▶ **What needs to be done**
This exercise needs all of the entries set down again, exactly as they read.

==*==

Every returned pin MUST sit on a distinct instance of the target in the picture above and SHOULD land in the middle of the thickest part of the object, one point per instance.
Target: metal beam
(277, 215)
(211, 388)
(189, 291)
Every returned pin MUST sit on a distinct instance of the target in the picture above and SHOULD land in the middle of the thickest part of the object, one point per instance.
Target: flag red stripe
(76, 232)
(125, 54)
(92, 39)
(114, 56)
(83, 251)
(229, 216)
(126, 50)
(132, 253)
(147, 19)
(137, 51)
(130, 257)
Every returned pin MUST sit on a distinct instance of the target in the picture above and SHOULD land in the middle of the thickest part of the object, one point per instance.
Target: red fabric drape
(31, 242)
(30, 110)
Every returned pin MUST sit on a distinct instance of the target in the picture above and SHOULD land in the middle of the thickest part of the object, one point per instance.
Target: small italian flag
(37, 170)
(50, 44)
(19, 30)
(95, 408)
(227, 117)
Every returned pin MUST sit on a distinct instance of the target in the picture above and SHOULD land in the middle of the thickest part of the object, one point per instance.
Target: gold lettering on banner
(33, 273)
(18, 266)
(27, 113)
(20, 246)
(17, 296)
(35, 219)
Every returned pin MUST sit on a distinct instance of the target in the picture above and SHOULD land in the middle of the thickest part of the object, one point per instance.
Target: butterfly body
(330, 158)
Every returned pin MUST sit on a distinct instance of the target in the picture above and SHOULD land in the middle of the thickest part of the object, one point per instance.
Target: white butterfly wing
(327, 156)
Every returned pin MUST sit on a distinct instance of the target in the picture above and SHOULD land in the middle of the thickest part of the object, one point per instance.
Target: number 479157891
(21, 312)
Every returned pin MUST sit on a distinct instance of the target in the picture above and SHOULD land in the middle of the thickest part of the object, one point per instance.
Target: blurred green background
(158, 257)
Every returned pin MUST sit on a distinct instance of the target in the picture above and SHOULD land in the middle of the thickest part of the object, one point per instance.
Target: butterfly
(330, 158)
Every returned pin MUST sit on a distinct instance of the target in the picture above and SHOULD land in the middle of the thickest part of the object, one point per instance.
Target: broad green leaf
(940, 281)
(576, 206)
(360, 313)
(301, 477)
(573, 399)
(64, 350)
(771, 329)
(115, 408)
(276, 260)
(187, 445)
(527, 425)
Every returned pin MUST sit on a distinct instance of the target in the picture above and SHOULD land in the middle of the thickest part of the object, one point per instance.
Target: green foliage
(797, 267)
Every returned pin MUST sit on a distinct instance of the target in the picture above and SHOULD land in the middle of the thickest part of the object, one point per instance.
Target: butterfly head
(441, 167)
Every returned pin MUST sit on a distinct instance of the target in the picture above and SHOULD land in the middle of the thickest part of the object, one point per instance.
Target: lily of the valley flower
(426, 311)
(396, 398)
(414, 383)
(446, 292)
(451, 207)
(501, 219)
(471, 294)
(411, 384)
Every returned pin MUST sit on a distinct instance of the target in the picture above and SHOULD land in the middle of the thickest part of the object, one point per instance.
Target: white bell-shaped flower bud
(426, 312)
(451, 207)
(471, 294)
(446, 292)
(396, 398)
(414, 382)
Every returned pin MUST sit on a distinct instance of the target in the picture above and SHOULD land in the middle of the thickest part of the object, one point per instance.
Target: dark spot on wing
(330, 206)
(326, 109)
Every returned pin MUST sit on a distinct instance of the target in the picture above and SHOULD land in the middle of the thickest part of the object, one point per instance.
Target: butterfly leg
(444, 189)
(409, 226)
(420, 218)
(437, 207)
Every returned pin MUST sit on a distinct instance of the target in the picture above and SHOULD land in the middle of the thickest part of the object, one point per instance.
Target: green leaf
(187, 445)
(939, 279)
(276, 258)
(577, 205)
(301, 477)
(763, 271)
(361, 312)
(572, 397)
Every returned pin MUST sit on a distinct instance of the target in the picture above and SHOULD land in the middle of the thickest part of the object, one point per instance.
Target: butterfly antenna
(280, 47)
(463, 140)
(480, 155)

==*==

▶ **Task solution**
Every returned pin MUST sit on a distinct instance of the target in the picture above and SHOULD land in the middle of the thickest part of the object, one point per instance.
Target: metal beam
(277, 215)
(211, 388)
(189, 291)
Every returned pin MUST sit on a distinct instance of the target in the picture above and SHOULD land in the middle of the thickest part of the object, one point per instance.
Target: flag red stripe
(76, 232)
(125, 54)
(92, 39)
(114, 56)
(83, 251)
(229, 216)
(126, 50)
(132, 253)
(147, 19)
(137, 51)
(130, 257)
Every returned pin MUST sit on a distinct instance of the target in the picture above and SHOULD land in the middle of the thickest part of the object, one point per instance.
Target: red fabric drape
(31, 242)
(30, 110)
Every returned pin MUST sit on a distinct instance of the target in the picture above and SHOULD land in the middle of the thickest part of the object, one point per instance.
Target: small italian flag
(37, 170)
(50, 44)
(19, 30)
(95, 408)
(227, 117)
Every returned pin MUST sit on a distinct instance of the target in the picture above and SHOULD land in the middle of the thickest part of the object, one point per instance.
Target: gold lettering on banner
(33, 273)
(18, 266)
(27, 113)
(20, 246)
(17, 296)
(35, 219)
Every returned pin MUST sit on a distinct instance of the target in the picture above and SHOULD land in the middle of the thickest part of the object, one point per instance.
Target: butterfly body
(330, 158)
Every returned pin MUST sit on a distinct instance of the target in the picture above and SHOULD land in the middle of the thickest part of the object, one point per instance.
Target: white butterfly wing
(327, 156)
Every returned pin MUST sit on a distinct instance of the target in the picture above and SHOULD land in the middle of the thickest part of the object, one point per instance.
Target: number 479157891
(21, 312)
Every returned pin MUST sit on a distinct instance of the target in the picture above and SHOULD land in the middle of the thickest part of the object, one point per instance.
Target: blurred green background
(158, 257)
Every returned pin MUST sit on a distinct instance of the target in the picture above and SHOULD land in the middle of the thickest part of the object, one point per instance.
Target: butterfly
(330, 158)
Every returned pin MUST sit on a distinct instance of the target in the picture above and SHOULD land in the middle of the thickest part of the object, one point per instance.
Target: broad green leaf
(940, 281)
(576, 206)
(360, 313)
(301, 477)
(573, 399)
(64, 350)
(771, 329)
(115, 408)
(276, 260)
(187, 445)
(527, 425)
Every returned pin MUST sit on a distinct instance of the target in the picture above and SHOULD land in the middle of the thickest part of the object, one point per instance.
Target: green foliage
(797, 267)
Every returned pin MUST sit on a distinct instance of the target in the picture above and SHOULD land in the middle of the thickest part of the object, one point per instance.
Target: butterfly head
(441, 167)
Every returned pin MUST sit on a distinct instance of the target in the picture above and SHOULD land in the middle of the thickest part of the object, one point per instance.
Target: lily of the valley flower
(426, 311)
(396, 398)
(414, 383)
(446, 292)
(451, 207)
(501, 219)
(471, 294)
(411, 384)
Every returned pin MUST sit on a distinct instance of the target in the picture above and SHOULD land in the middle of the thickest part of the object, one point per instance.
Target: white bell-shaped flower bud
(426, 312)
(451, 207)
(471, 294)
(446, 292)
(396, 398)
(414, 382)
Every returned pin MUST sit on a distinct instance of the target in the picture above and SHOULD land in the middle of the thickest part of the object, one point per instance.
Target: dark spot on wing
(330, 206)
(326, 109)
Every returned pin MUST sit on a distinct instance of the target in the picture above and SHOULD land in the middle of the thickest part of the object, one point per instance.
Target: butterfly leg
(444, 189)
(409, 226)
(420, 218)
(437, 207)
Every returned pin MUST sit on a distinct instance of the target in the picture above and SHOULD land in the middle of the thickest part of the object, one point per instance.
Target: green leaf
(187, 445)
(939, 279)
(276, 258)
(577, 205)
(301, 477)
(763, 271)
(361, 312)
(572, 397)
Every returned pin MUST sit on a distinct instance of the target in the picture above and SHOULD land in the middle of the thickest part of the object, one point per instance.
Target: butterfly antenna
(280, 47)
(463, 140)
(480, 155)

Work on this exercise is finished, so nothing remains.